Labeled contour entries
::::
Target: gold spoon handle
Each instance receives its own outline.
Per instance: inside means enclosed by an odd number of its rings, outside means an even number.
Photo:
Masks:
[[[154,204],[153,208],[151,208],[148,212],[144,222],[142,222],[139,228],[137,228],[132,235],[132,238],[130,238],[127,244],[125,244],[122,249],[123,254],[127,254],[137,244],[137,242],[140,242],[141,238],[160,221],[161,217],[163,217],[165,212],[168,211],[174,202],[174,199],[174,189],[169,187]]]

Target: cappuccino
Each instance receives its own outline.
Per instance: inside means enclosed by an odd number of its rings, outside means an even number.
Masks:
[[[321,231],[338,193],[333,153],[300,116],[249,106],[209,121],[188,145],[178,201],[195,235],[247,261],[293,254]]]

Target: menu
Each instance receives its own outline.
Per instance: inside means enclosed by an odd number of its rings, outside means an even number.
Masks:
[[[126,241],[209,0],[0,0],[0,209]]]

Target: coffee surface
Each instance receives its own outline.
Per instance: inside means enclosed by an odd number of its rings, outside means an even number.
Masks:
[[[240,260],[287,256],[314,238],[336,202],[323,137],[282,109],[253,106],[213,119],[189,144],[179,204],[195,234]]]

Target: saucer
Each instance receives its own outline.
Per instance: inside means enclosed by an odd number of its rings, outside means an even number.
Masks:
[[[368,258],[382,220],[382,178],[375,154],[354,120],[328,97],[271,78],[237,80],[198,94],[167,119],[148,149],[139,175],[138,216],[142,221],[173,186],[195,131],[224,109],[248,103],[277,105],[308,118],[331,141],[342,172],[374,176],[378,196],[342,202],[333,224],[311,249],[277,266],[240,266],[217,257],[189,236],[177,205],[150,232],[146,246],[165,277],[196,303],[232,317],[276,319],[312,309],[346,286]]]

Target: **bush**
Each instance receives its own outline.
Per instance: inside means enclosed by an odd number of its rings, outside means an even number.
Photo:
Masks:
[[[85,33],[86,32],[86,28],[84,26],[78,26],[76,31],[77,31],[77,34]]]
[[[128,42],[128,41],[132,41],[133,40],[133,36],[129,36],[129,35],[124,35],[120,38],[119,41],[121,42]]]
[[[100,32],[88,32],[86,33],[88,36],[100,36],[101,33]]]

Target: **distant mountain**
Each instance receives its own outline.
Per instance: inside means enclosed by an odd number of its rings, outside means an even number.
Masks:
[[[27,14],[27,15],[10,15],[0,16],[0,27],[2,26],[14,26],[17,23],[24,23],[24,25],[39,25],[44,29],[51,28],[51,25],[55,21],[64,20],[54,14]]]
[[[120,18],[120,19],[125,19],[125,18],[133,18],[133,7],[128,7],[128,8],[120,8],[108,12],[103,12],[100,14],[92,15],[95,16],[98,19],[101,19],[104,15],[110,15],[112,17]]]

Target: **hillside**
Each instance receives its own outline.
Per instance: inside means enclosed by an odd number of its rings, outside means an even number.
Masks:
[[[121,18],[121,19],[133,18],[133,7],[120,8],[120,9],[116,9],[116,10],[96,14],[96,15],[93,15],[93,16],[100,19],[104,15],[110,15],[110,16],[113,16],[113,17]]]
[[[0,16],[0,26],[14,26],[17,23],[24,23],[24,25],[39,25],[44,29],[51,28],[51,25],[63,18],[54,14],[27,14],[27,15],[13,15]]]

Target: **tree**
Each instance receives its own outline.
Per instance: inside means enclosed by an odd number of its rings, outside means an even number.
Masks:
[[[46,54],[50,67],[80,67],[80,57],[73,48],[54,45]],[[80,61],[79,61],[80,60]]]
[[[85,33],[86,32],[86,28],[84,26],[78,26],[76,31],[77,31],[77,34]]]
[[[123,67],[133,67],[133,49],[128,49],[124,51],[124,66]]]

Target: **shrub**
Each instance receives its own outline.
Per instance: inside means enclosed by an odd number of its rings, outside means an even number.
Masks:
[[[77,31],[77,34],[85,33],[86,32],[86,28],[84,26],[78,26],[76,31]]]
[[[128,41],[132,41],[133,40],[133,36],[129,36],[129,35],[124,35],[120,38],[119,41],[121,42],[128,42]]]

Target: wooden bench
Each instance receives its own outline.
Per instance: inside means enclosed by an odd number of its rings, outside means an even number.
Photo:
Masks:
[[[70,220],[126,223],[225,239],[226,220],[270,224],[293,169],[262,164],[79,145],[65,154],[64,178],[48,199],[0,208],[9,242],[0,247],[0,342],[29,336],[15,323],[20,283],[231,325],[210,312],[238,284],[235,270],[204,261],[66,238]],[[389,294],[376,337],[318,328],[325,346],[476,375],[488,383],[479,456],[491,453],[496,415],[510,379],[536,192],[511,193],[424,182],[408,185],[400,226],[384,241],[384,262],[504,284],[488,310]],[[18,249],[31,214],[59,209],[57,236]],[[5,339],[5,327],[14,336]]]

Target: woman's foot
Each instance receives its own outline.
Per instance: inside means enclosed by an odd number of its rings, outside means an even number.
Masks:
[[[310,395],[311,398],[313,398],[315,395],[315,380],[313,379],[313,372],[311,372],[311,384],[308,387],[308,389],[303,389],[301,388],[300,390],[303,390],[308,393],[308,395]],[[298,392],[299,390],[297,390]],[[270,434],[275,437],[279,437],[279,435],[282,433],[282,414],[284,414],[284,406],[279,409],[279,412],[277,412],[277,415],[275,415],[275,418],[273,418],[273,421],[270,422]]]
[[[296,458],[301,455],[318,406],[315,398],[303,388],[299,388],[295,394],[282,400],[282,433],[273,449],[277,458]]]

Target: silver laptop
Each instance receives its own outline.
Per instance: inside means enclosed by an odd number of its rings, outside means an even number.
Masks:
::::
## Stated task:
Rewrite the items from their beginning through the line containing "[[[100,32],[88,32],[86,33],[88,36],[100,36],[101,33]]]", including both ends and every line in between. Shift every coordinate in the outlines by adding 94, and leave all other text unchanged.

## Full output:
Target: gold spoon handle
Each instance receives its own outline.
Per instance: inside means enclosed by an odd number of its rings, outside means an even number.
Photo:
Masks:
[[[248,298],[247,302],[245,302],[242,306],[238,316],[236,316],[233,322],[231,322],[226,329],[226,332],[224,332],[221,338],[219,338],[216,343],[217,348],[221,348],[231,338],[231,336],[234,336],[235,332],[254,315],[255,311],[257,311],[259,306],[262,305],[268,296],[268,293],[268,283],[263,281]]]

Target: cappuccino
Each instance receives its own outline.
Per instance: inside means enclosed by an odd number of its rings, outside means an even number.
Masks:
[[[415,325],[432,287],[427,247],[394,210],[343,200],[303,215],[282,239],[272,295],[289,329],[341,355],[387,348]]]

Target: menu
Each instance receives its own outline.
Per instance: inside means enclosed by an odd number of its rings, outside means an even number.
Masks:
[[[220,335],[303,94],[94,94],[94,303]]]

Target: coffee surface
Each instance receives its own outline.
Per instance: inside means enclosed by an odd number of its rings, outside means an even number.
Masks:
[[[334,354],[381,350],[408,332],[430,296],[417,231],[376,203],[347,200],[307,213],[283,238],[273,298],[289,328]]]

Target: saucer
Each instance receives its own outline.
Per instance: inside means enclosed by an odd number of its rings, outside means an even number.
Masks:
[[[462,352],[476,314],[476,272],[469,248],[448,214],[422,191],[365,172],[331,174],[292,188],[261,213],[242,243],[233,269],[232,310],[236,315],[267,280],[289,225],[318,203],[342,197],[371,199],[402,212],[425,235],[436,266],[468,270],[472,290],[436,296],[427,318],[405,343],[371,360],[334,360],[311,351],[283,330],[271,299],[244,326],[240,340],[259,371],[290,397],[326,411],[370,413],[406,403],[440,380]]]

Target: **bush**
Each instance receives its own outline.
Per instance: inside means enclosed by an odd number of its rings, outside means an even number.
Photo:
Masks:
[[[179,127],[180,126],[180,122],[178,120],[172,120],[170,125],[171,125],[171,128]]]
[[[222,136],[222,135],[226,135],[227,134],[227,130],[223,130],[223,129],[218,129],[214,132],[213,135],[215,136]]]
[[[194,126],[182,126],[180,127],[182,130],[194,130],[195,127]]]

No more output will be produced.